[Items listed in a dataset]
⟨

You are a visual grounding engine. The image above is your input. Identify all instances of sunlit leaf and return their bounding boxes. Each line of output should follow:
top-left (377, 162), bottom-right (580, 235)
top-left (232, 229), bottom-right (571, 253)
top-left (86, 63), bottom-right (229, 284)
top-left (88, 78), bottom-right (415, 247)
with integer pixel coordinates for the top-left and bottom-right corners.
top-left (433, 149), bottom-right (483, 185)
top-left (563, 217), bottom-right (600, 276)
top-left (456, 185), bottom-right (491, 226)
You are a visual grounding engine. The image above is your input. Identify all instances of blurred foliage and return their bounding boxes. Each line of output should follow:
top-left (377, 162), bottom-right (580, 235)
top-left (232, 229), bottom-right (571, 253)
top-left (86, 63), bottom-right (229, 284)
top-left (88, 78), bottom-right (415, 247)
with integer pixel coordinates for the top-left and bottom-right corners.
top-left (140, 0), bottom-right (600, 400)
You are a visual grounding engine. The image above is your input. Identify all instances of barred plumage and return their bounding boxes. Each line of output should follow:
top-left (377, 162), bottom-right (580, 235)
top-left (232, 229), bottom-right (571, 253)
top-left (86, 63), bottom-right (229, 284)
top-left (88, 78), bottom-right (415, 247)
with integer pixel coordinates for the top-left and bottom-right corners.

⟩

WRITTEN INSTRUCTION :: Copy all of the material above line for line, with no changes.

PROBLEM SOLUTION ::
You are a visual grounding engine. The image above is your input. Identify all instances of sunlit leaf and return their bounding boxes. Each line of output should follow:
top-left (377, 162), bottom-right (580, 235)
top-left (232, 229), bottom-right (571, 253)
top-left (86, 63), bottom-right (229, 284)
top-left (88, 78), bottom-right (415, 247)
with integer pixel coordinates for the top-left and bottom-right corners.
top-left (433, 149), bottom-right (483, 185)
top-left (563, 217), bottom-right (600, 276)
top-left (456, 185), bottom-right (491, 226)
You are a visual grounding engine. The image above is your input. Identify all instances of blurred foliage and return their bounding boxes. Each line of output should follow:
top-left (377, 162), bottom-right (580, 235)
top-left (232, 229), bottom-right (571, 253)
top-left (86, 63), bottom-right (229, 284)
top-left (88, 78), bottom-right (415, 247)
with integer pixel coordinates for the top-left and bottom-right corners.
top-left (140, 0), bottom-right (600, 400)
You are a visual grounding engine. The image above is your input. Identify all instances of barred plumage and return their bounding boxes. Each line of output should follow:
top-left (377, 162), bottom-right (580, 235)
top-left (232, 229), bottom-right (571, 253)
top-left (86, 63), bottom-right (229, 284)
top-left (88, 78), bottom-right (415, 247)
with integer pixel coordinates for the top-left and bottom-right corners.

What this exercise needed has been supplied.